Rabu, 15 Juli 2015

ISLAM DAN KONSEP TOLERANSI BERAGAMA



a.    Definisi toleransi
Di era globalisasi, umat manusia dihadapkan dengan hubungan antar person atau juga umat manusia di dunia tanpa batas, ketergantungan menjadikan manusia harus senantiasa membuka jalan untuk menghilangkan perbedaan. Kenyataan bahwa manusia tidak dapat hidup sendiri, tetapi memerlukan proses sosialisasi terus menerus, terutama dengan jalan menjalin hubungan dengan antar agama. Perbedaan agama tidak hendak menjadi sumber permusuhan antar suku dan bangsa. Maka dalam hal ini toleransi antar umat beragama sangat perlu untuk disosialisasikan.
Toleransi berasal dari kata dasar ‘toleran’ yang berarti bersifat dan bersikap menenggang (menghargai, membiarkan, membolehkan) pendirian (pendapat, pandangan, kepercayaan, kebiasaan, kelakuan, dsb) yang berbeda atau bertetangga dengan pendirian sendiri. Secara sederhana toleransi adalah pengakuan masyarakat yang majemuk, yang mengakui perdamaian. Toleransi dalam hidup beragama adalah kenyataan bahwa agama umat manusia itu banyak, sehingga harus diakui sebagai saudara. Dalam artian lebih pada keterlibatan aktif umat terhadap kenyataan toleran dan setiap umat beragama dapat berinteraksi positif dalam lingkungan kemajemukan. Sehingga umat beragama bersedia menerima kenyataan pendapat yang berbeda-beda tentang kebenaran yang dianut, dapat menghargai keyakinan orang lain terhadap agama yang dipeluknya serta memberikan kebebasan untuk menjalankan apa yang dianutnya dengan tidak bersikap mencela dan atau memusuhinya.

________________

* Soal Latihan:
[a] Jawablah pertanyaan berikut berdasarkan teks tentang toleransi beragama.
(i) Dari kata dasar apa istilah toleransi berasal?
(ii) Apa yang menurut teks tidak hendak menjadi sumber permusuhan antar suku dan bangsa?
(iii) Secara sederhana, toleransi didefinisikan sebagai apa?
[b] Lanjutkan teks tentang toleransi beragama mulai setelah kalimat terakhirnya.
Entri-entri ini tidak diperlukan untuk mengerjakan soal mana pun.

________________

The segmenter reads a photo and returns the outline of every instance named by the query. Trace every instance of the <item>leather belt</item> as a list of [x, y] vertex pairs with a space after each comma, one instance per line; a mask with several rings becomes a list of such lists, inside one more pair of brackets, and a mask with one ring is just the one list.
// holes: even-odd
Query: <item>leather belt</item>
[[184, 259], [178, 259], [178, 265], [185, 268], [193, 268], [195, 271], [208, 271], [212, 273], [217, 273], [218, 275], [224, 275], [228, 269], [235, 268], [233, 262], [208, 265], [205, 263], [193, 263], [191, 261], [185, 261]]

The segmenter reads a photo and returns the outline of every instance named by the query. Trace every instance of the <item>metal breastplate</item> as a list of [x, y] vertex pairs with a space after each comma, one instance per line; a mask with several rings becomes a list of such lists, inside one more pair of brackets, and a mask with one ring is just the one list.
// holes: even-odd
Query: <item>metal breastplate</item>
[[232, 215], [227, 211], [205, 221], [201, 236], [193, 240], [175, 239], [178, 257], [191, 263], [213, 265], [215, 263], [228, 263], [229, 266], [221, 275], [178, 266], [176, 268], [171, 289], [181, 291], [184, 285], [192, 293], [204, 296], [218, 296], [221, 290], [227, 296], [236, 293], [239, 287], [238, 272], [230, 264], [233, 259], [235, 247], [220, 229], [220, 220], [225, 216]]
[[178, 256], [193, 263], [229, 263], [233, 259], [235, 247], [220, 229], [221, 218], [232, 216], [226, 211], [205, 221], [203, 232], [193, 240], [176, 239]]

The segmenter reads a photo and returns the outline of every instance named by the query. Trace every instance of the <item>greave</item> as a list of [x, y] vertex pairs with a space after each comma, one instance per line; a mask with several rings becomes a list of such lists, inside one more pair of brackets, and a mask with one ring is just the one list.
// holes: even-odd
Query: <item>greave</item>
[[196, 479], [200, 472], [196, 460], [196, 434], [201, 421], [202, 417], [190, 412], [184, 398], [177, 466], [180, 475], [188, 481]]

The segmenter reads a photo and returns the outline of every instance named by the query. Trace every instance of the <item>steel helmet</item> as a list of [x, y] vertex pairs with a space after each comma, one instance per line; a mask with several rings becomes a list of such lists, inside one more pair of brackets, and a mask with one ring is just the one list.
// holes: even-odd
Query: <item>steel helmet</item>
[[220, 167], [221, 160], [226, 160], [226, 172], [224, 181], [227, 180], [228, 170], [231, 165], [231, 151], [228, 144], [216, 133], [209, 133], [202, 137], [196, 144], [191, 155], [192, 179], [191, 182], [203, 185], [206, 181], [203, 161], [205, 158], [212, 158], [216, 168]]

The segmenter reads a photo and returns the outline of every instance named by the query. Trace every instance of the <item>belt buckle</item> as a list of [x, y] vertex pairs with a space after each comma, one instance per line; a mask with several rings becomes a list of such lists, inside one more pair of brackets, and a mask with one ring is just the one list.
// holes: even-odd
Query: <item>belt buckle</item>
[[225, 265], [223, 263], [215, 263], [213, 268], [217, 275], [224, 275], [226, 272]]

________________

* Jawaban Soal:
[a]
(i) Kata dasar 'toleran'.
(ii) Perbedaan agama.
(iii) Pengakuan masyarakat yang majemuk, yang mengakui perdamaian.

[b]
Dari pengertian di atas dapat dipahami bahwa, ternyata perlu tata aturan dan nilai-nilai apa dan bagaimana menciptakan sikap toleran. Agama secara legal formal mempunyai dua muka. Di satu sisi, agama mempunyai nilai-nilai yang mengajarkan pada sikap inklusif, universal dan transenden, tetapi di sisi lain ternyata agama juga mengandung nilai yang mengajarkan pada eklusif, partikuler dan primordial. Semua orang tentu tidak menghendaki jika perbedaan agama menjadi kekuatan yang destruktif, tetapi sebaliknya mampu menjdi pemicu bagi kemajuan. Dengan dinamika perbedaan, perkembangan manusia akan mencapai pada tingkat maksimal, terutama kaitan bahwa manusia tidak bias dilepaskan dengan yang lain.
b.    Pandangan Islam tentang toleransi
Ajaran agama merupakan dasar untuk membina kerukunan hidup antar umat beragama dan penganut kepercayaan terhadap Tuhan Yang Maha Esa, jika kita sungguh-sungguh taat pada ajaran agamanya masing-masing sebagaimana diajarkan dalam kitab sucinya. Sebab setiap agama pasti mengajarkan penganutnya untuk hidup rukun baik terhadap sesama umat beragama maupun terhadap semua umat beragama.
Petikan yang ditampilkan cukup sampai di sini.